- Information supplied:

[start]

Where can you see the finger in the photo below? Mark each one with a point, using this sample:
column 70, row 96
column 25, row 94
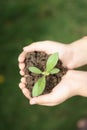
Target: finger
column 21, row 85
column 38, row 46
column 22, row 73
column 26, row 93
column 21, row 66
column 23, row 80
column 21, row 57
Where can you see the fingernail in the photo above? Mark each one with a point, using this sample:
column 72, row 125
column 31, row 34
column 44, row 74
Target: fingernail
column 32, row 101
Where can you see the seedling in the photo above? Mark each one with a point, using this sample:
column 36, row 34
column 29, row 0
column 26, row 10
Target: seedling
column 39, row 86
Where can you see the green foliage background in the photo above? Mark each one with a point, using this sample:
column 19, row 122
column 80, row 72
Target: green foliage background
column 23, row 22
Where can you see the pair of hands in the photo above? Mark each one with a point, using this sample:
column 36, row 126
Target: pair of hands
column 73, row 83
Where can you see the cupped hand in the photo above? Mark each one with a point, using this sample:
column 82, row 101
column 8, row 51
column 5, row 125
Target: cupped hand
column 70, row 85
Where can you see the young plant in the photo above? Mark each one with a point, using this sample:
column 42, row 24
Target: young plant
column 50, row 69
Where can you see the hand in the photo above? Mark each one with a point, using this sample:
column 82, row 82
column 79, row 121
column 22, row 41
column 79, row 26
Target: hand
column 72, row 84
column 49, row 47
column 70, row 56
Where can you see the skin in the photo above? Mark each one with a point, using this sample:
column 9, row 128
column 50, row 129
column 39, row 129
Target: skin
column 73, row 83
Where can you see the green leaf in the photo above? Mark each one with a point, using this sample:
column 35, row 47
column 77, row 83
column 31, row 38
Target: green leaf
column 35, row 70
column 39, row 87
column 52, row 61
column 54, row 71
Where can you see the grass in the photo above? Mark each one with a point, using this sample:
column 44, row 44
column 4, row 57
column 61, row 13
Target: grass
column 20, row 24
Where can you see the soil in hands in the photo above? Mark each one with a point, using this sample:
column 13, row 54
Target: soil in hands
column 39, row 59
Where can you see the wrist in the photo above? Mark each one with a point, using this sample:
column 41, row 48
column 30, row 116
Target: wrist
column 82, row 83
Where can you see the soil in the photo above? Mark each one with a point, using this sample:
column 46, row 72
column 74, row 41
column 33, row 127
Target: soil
column 39, row 59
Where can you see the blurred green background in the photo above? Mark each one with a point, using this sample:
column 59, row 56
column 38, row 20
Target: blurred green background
column 23, row 22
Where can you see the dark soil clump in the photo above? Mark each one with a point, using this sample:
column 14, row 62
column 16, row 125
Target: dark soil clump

[end]

- Task directions: Quote each line of the listing exactly, but leave the pictures out.

- Result of the exercise:
Where can you see the finger in the photo below? Mark each one with a point, using this sample:
column 70, row 96
column 25, row 94
Target: finger
column 21, row 85
column 38, row 46
column 22, row 73
column 26, row 93
column 21, row 66
column 23, row 80
column 21, row 57
Where can you see the fingernail in the photo above? Mark each one with a point, using this sample:
column 72, row 125
column 31, row 34
column 44, row 74
Target: fingernail
column 32, row 101
Where can you see the seedling in the photo above? Mark each one with a point, using this sample:
column 36, row 34
column 29, row 0
column 26, row 10
Target: seedling
column 39, row 86
Where can you see the green foliage background in the photo above? Mark each one with a point, using this sample:
column 19, row 122
column 80, row 72
Target: green foliage background
column 23, row 22
Where can you see the pair of hands in the photo above? Mark each one with a point, using this sample:
column 36, row 126
Target: pair of hands
column 73, row 83
Where can you see the cupped hand in the photo above? Mark each one with a point, using this sample:
column 82, row 101
column 8, row 51
column 5, row 125
Target: cupped hand
column 70, row 85
Where can you see the young plant in the photo above? Mark each one with a point, using this sample:
column 42, row 24
Target: young plant
column 50, row 69
Where can you see the hand in the photo above? Mark each one with a point, using this sample:
column 82, row 82
column 79, row 121
column 22, row 41
column 79, row 26
Target: hand
column 72, row 84
column 49, row 47
column 70, row 56
Where can you see the skin in the photo above? Mark each one with a point, using this sample:
column 9, row 128
column 50, row 129
column 39, row 129
Target: skin
column 73, row 83
Where can you see the green leaf in the photo above? Mark each one with a point, using this sample:
column 35, row 47
column 77, row 83
column 31, row 38
Target: green leaf
column 35, row 70
column 39, row 87
column 52, row 61
column 54, row 71
Where can you see the grass in the photo above? Mark each one with a point, using this sample:
column 44, row 44
column 4, row 57
column 61, row 13
Target: grass
column 20, row 24
Where can you see the soil in hands in the photo above? Mark each one with a point, using this sample:
column 13, row 54
Target: soil in hands
column 39, row 59
Where can you see the wrist in the photo above? Mark each one with a point, using this sample:
column 41, row 48
column 30, row 116
Target: wrist
column 82, row 83
Where can you see the soil in the photo above? Mark each one with a point, using this sample:
column 46, row 72
column 74, row 41
column 33, row 127
Target: soil
column 39, row 59
Where can you see the blurred green background in the photo above? Mark each one with a point, using this sample:
column 59, row 56
column 38, row 20
Target: blurred green background
column 23, row 22
Where can you see the dark soil clump in the photo above? Mark each one with a point, using this sample:
column 14, row 62
column 16, row 125
Target: dark soil clump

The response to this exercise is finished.